- [What you need to do]:
(1) In the article on Kenya's balloon internet service, how does the coverage area of the floating base stations compare with that of a traditional cell phone tower?
(2) From the article on Kenya's balloon internet service, extract the passage starting with "With more than" and going on through "communities in Kenya.".
(3) Extend the article on Kenya's balloon internet service, continuing from its last sentence.

- [Study text]:
-- Opening Marker --
On Wednesday, July 8th, American tech giant Alphabet Inc. launched the world’s first commercial high-speed internet using balloons to villagers in remote regions of Kenya’s Rift Valley. The internet service is run by Loon, a unit of the Google parent company, and Telkom Kenya, the country’s third-largest telecoms operator.
With more than a decade in making, the project aims to provide affordable fourth-generation (4G) internet to under-covered or uncovered rural communities in Kenya.
At the launch of the internet service, Kenya’s Information Minister Joe Mucheru noted that Kenya was the first African country to have base stations high up in the sky. “Now we will be able to cover the whole country in a very short span of time,” he said.
Alastair Westgarth, Loon’s chief executive said the company is effectively building the next layer of the mobile network around the world. “We look like a cell tower 20 km in the sky,” he said. In December last year, Alphabet announced plans to spread internet connectivity to rural and remote communities across Africa using balloons under its Loon project.
The floating base stations have much wider coverage, about a hundred times the area of a traditional cell phone tower. The large, translucent balloons are fitted with a solar panel and battery, and float in the upper atmosphere, high above planes and weather.
-- Closing Marker --
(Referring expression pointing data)
-- Opening Marker --
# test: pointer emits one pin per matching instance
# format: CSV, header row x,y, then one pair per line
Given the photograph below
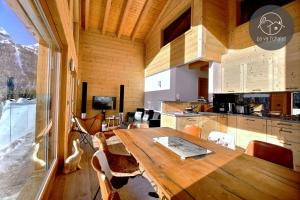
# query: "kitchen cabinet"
x,y
232,73
292,63
248,129
222,123
181,122
231,127
168,121
208,124
256,70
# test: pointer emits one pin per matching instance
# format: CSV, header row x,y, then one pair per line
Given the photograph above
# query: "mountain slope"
x,y
17,61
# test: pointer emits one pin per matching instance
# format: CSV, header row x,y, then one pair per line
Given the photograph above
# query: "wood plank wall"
x,y
106,62
215,29
158,59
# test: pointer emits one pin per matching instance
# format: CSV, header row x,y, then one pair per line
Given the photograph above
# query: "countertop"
x,y
182,114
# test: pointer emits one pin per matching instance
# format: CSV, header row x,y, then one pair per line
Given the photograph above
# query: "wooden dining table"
x,y
222,174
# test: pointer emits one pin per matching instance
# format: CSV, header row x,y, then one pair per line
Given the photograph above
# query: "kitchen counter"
x,y
182,114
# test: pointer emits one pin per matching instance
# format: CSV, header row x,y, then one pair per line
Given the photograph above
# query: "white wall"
x,y
214,80
183,85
-- Closing Marker --
- [Response list]:
(1) It is about a hundred times the area of a traditional cell phone tower.

(2)
With more than a decade in making, the project aims to provide affordable fourth-generation (4G) internet to under-covered or uncovered rural communities in Kenya.

(3)
The balloons also contain software that is equipped with artificial intelligence to navigate flight paths without much human intervention. They are launched from facilities in California and Puerto Rico and controlled via computers in Loon’s flight station in Silicon Valley, using helium and pressure to steer.
According to Westgarth, Loon is also planning to roll out the internet service in Mozambique in partnership with Vodacom. The country has seen increased interest from operators and governments after the coronavirus crisis forced people to rely on the internet more heavily.
Internet balloons have been used before, but not commercially. United States telecom operators used balloons to connect more than 250,000 people in Puerto Rico after a 2017 hurricane. Access to broadband in rural communities across Africa could lead to new businesses which creates an increase in household incomes for residents.